**REQUIREMENT**
Give back every record exactly, with its pictures left out.

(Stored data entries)
※ ※ ※
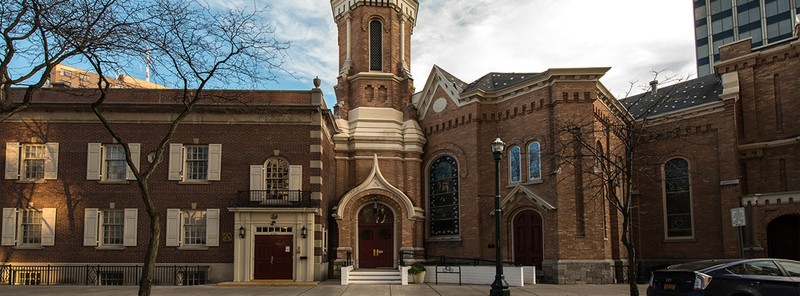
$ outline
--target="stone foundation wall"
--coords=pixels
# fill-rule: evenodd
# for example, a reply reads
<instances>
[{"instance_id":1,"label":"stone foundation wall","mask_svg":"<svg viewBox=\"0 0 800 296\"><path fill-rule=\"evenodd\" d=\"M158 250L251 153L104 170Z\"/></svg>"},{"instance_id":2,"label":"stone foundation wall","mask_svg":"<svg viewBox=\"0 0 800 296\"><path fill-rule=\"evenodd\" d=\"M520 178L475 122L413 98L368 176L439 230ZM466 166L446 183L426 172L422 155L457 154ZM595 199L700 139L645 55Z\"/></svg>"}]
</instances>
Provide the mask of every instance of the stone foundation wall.
<instances>
[{"instance_id":1,"label":"stone foundation wall","mask_svg":"<svg viewBox=\"0 0 800 296\"><path fill-rule=\"evenodd\" d=\"M558 260L542 264L542 281L554 284L613 284L622 282L625 264L614 260Z\"/></svg>"}]
</instances>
※ ※ ※
**RESULT OF THE TASK**
$ outline
--target="stone foundation wall"
--coords=pixels
# fill-rule: evenodd
# for example, a reply reads
<instances>
[{"instance_id":1,"label":"stone foundation wall","mask_svg":"<svg viewBox=\"0 0 800 296\"><path fill-rule=\"evenodd\" d=\"M158 250L251 153L104 170Z\"/></svg>"},{"instance_id":2,"label":"stone foundation wall","mask_svg":"<svg viewBox=\"0 0 800 296\"><path fill-rule=\"evenodd\" d=\"M520 178L475 122L413 98L368 176L439 230ZM466 166L446 183L426 172L422 155L457 154ZM595 199L700 139L645 55Z\"/></svg>"}]
</instances>
Provide the mask of every instance of the stone foundation wall.
<instances>
[{"instance_id":1,"label":"stone foundation wall","mask_svg":"<svg viewBox=\"0 0 800 296\"><path fill-rule=\"evenodd\" d=\"M558 260L542 264L542 281L554 284L613 284L622 282L625 264L614 260Z\"/></svg>"}]
</instances>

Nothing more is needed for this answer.